> [Instructions to follow]
Gather every line in the material below that contains the word "manhole", and copy each of those lines in full.

---------- Supplied material ----------

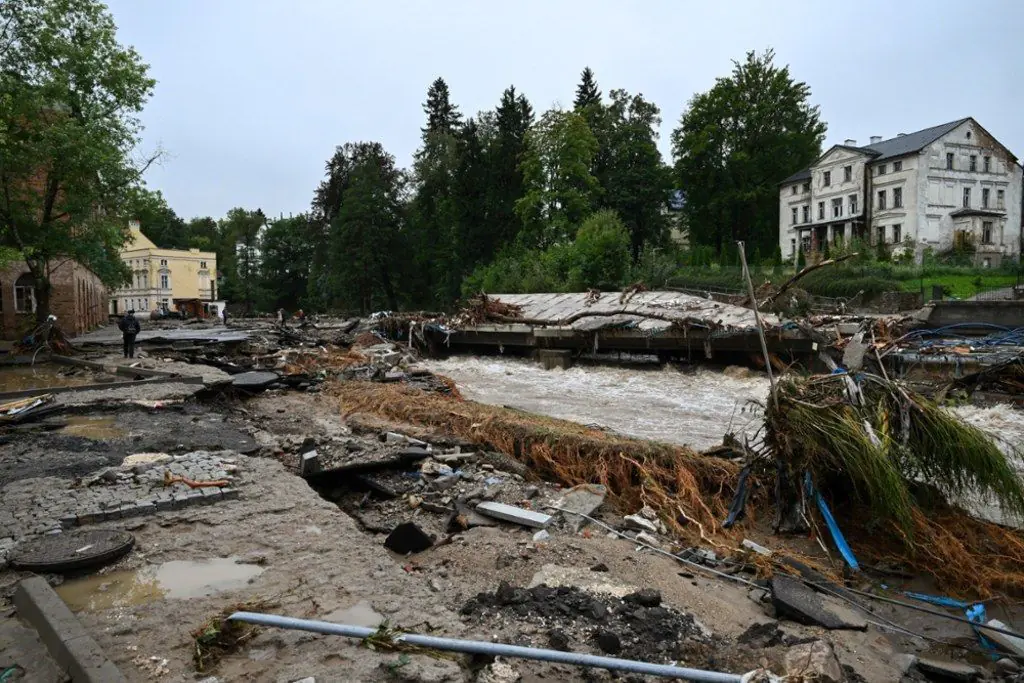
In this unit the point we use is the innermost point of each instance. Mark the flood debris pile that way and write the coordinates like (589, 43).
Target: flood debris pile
(634, 627)
(895, 468)
(678, 482)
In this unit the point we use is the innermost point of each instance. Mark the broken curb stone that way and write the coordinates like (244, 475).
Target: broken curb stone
(582, 500)
(408, 538)
(813, 662)
(640, 523)
(511, 513)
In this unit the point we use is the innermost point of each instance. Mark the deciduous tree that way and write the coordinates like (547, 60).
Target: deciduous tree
(733, 145)
(70, 95)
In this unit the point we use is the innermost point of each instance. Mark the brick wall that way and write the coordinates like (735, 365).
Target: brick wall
(77, 298)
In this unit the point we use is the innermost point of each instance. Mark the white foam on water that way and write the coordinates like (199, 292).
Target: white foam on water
(691, 408)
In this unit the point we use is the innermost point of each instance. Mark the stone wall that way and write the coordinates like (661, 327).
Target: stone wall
(78, 299)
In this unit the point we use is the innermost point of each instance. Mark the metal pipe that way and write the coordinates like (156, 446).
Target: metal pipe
(492, 649)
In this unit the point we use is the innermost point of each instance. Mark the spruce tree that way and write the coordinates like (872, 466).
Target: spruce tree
(588, 93)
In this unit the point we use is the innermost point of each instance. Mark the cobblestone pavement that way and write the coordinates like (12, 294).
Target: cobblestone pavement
(37, 506)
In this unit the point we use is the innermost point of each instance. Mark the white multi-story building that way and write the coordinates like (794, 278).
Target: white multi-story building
(937, 187)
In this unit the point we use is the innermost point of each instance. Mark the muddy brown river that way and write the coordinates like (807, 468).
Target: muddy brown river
(646, 400)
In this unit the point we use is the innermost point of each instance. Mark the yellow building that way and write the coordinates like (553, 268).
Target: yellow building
(166, 279)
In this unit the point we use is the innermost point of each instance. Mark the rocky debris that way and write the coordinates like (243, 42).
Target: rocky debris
(636, 627)
(947, 671)
(136, 488)
(638, 523)
(794, 599)
(813, 662)
(408, 538)
(582, 500)
(514, 514)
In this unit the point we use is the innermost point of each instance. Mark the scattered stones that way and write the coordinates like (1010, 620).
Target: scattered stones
(813, 662)
(408, 538)
(608, 642)
(582, 500)
(639, 523)
(794, 599)
(952, 671)
(514, 514)
(647, 597)
(558, 640)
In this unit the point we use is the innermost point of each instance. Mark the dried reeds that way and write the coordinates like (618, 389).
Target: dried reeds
(891, 463)
(675, 480)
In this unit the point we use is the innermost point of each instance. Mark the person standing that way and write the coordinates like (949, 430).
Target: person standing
(129, 327)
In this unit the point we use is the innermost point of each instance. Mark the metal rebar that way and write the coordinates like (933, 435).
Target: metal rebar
(492, 649)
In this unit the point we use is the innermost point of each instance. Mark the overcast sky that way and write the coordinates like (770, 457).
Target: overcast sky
(253, 95)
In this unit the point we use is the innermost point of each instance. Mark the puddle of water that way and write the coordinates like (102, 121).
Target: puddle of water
(47, 376)
(175, 580)
(94, 427)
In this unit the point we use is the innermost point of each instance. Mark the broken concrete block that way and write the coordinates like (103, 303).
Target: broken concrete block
(648, 539)
(794, 599)
(1005, 642)
(813, 662)
(758, 548)
(511, 513)
(408, 538)
(582, 500)
(952, 671)
(309, 463)
(640, 523)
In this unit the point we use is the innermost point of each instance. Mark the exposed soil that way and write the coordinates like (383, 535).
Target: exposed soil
(318, 561)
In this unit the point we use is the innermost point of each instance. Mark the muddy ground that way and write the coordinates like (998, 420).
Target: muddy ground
(317, 561)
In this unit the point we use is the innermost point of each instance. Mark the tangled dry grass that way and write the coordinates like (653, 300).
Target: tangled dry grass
(690, 492)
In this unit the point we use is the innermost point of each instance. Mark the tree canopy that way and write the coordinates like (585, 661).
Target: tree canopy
(70, 96)
(735, 143)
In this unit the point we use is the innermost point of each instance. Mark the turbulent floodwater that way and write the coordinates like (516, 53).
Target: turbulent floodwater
(646, 400)
(692, 408)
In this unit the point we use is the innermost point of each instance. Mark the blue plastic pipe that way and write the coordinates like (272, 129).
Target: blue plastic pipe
(492, 649)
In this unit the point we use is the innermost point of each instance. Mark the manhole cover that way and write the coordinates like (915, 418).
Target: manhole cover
(74, 550)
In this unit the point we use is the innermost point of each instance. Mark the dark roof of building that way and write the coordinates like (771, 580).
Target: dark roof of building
(904, 144)
(894, 146)
(798, 176)
(977, 212)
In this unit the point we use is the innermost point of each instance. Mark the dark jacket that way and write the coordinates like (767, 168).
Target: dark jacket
(129, 325)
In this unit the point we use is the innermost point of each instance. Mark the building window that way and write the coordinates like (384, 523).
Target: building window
(986, 232)
(25, 294)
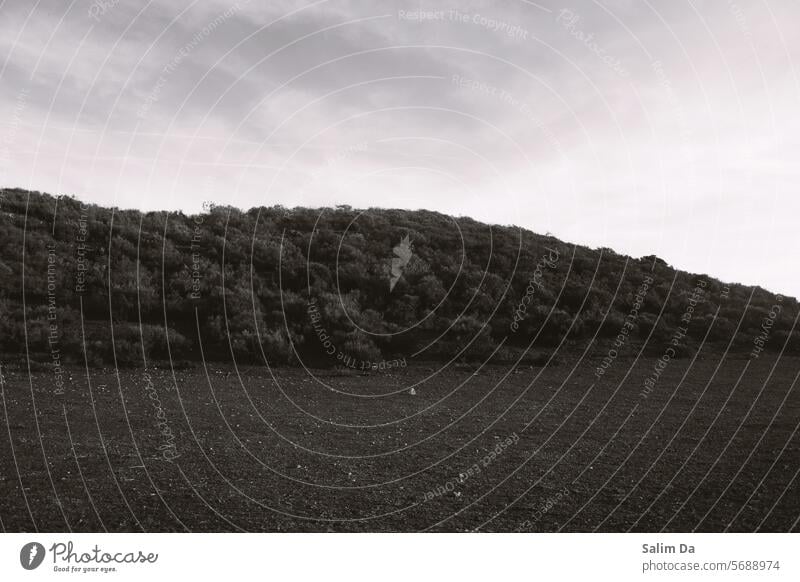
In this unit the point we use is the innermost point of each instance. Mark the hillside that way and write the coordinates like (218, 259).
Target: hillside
(337, 286)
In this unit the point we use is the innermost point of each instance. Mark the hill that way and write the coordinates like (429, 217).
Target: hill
(367, 289)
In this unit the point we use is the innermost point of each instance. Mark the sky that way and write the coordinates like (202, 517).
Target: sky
(666, 128)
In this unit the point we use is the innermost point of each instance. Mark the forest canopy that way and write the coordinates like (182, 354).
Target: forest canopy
(366, 289)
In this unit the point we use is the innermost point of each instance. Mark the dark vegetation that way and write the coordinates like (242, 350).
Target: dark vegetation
(313, 286)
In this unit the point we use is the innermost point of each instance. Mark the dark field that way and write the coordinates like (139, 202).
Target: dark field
(714, 447)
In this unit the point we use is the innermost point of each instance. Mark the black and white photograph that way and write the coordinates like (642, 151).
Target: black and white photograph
(400, 267)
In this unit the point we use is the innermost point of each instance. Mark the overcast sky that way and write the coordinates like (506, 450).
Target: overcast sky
(648, 127)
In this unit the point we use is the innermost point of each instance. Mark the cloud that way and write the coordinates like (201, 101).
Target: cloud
(649, 127)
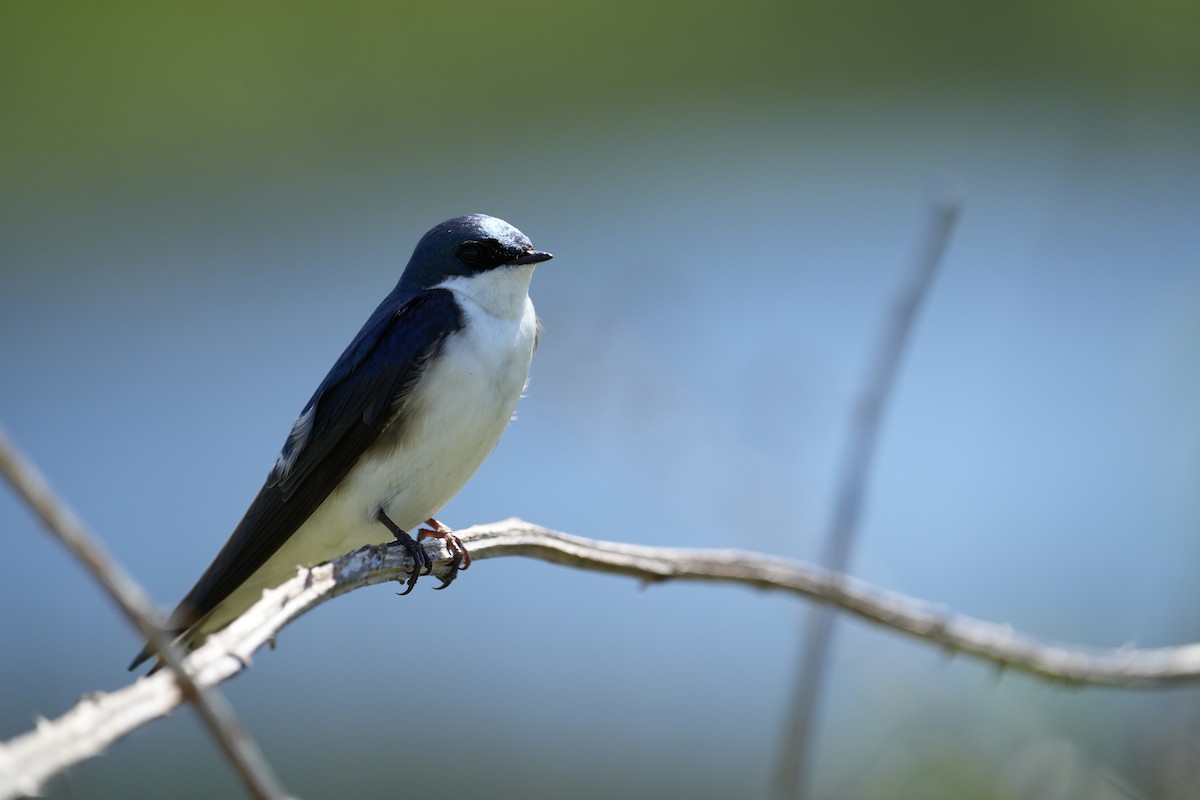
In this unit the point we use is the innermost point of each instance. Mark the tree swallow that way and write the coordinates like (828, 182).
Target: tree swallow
(400, 423)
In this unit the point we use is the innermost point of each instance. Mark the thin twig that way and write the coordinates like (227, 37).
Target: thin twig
(795, 757)
(101, 719)
(214, 710)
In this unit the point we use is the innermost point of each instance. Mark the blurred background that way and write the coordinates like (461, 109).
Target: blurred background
(199, 208)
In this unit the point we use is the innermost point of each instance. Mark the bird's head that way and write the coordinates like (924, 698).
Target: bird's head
(467, 246)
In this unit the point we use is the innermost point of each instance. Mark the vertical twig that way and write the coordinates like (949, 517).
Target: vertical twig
(945, 204)
(214, 709)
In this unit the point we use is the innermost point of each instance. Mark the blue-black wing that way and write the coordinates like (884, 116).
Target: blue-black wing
(351, 408)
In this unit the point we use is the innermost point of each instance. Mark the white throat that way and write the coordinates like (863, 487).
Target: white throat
(502, 293)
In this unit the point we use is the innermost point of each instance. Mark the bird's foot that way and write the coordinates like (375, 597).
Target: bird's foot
(459, 554)
(420, 558)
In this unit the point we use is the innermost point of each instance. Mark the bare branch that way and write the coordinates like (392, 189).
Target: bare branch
(100, 720)
(945, 203)
(214, 710)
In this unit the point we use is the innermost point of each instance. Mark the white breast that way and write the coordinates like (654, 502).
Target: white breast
(455, 419)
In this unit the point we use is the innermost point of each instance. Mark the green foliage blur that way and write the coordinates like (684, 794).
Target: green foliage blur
(100, 90)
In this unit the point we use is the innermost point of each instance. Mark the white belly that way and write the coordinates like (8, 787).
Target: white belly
(465, 401)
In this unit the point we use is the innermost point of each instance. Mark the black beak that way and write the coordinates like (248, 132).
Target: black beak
(532, 257)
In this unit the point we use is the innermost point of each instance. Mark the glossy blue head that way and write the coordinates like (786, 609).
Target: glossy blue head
(467, 246)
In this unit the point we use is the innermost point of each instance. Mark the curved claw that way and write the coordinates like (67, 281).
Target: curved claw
(420, 558)
(459, 553)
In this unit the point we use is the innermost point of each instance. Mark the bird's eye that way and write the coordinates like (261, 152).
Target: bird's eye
(471, 253)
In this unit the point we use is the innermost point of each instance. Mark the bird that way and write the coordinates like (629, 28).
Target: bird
(403, 419)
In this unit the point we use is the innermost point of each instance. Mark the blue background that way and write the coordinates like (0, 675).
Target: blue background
(199, 210)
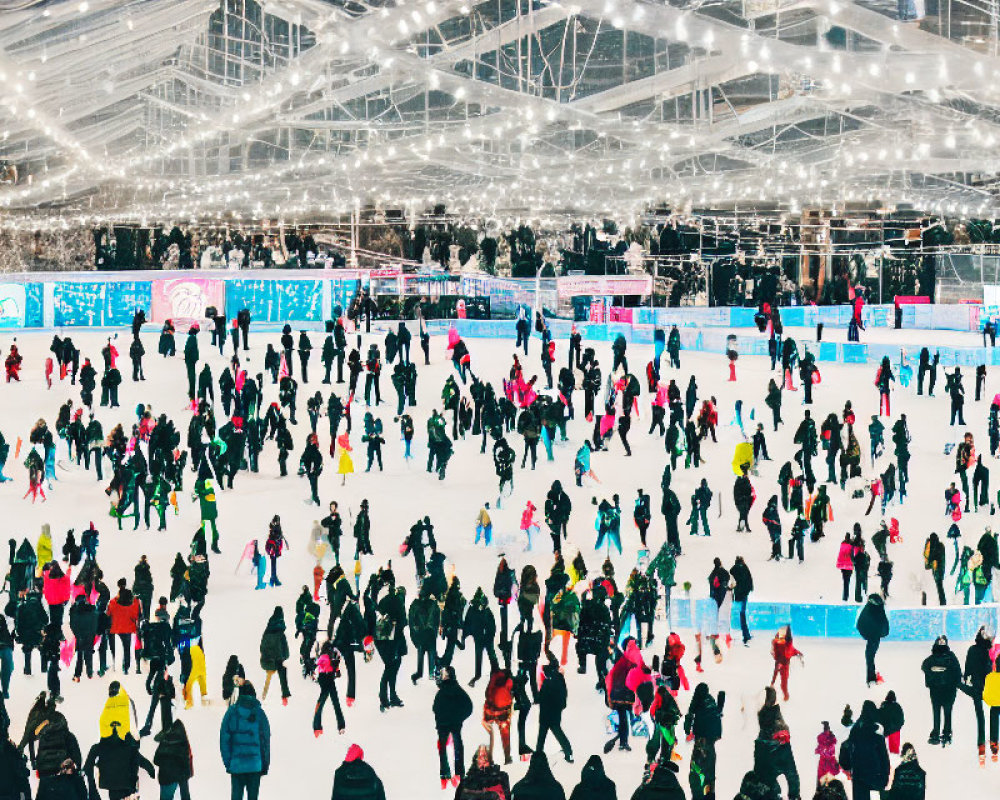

----------

> [Written answer]
In this unit the point we use is the innermost point of each instance. Mark the manhole cover that way and write the coordinates like (915, 418).
Target: manhole cover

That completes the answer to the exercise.